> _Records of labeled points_
********************

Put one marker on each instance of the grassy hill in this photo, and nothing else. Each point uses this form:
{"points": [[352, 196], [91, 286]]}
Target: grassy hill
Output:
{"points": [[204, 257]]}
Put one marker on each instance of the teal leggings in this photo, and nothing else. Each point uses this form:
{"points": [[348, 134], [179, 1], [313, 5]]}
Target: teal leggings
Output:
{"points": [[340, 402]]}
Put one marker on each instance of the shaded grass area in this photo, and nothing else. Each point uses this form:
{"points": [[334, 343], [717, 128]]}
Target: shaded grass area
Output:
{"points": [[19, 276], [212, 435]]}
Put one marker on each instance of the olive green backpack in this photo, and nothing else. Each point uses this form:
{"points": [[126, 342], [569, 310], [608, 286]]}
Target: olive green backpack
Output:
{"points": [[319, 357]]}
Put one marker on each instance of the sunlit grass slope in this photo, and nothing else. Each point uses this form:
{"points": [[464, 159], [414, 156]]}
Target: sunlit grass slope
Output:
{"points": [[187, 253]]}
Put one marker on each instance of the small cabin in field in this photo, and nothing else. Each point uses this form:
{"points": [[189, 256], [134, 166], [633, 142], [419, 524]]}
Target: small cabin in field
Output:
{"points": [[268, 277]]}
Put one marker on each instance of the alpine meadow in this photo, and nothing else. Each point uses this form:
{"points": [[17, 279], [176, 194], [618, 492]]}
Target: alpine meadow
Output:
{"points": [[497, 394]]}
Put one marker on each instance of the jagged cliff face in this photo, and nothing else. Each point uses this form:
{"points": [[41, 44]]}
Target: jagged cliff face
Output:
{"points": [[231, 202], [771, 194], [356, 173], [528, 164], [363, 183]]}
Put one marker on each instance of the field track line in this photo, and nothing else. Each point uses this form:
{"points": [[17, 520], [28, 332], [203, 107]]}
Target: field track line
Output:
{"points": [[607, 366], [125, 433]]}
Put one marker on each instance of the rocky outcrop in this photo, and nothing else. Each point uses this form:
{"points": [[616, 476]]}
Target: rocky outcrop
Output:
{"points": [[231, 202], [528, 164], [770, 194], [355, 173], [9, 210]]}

********************

Output the lines of the items above, from the line containing "Put one marker on each instance of the rocky" through the end of the items, as a JSON list of strings with one string per line and no blank lines.

> _THE RESULT_
[
  "Put one marker on each instance of the rocky outcrop in this photo, and nothing else. Each point uses this form:",
  "{\"points\": [[616, 476]]}",
  "Target: rocky outcrop",
  "Output:",
  "{\"points\": [[231, 202], [528, 164], [770, 194], [355, 173], [9, 210]]}"
]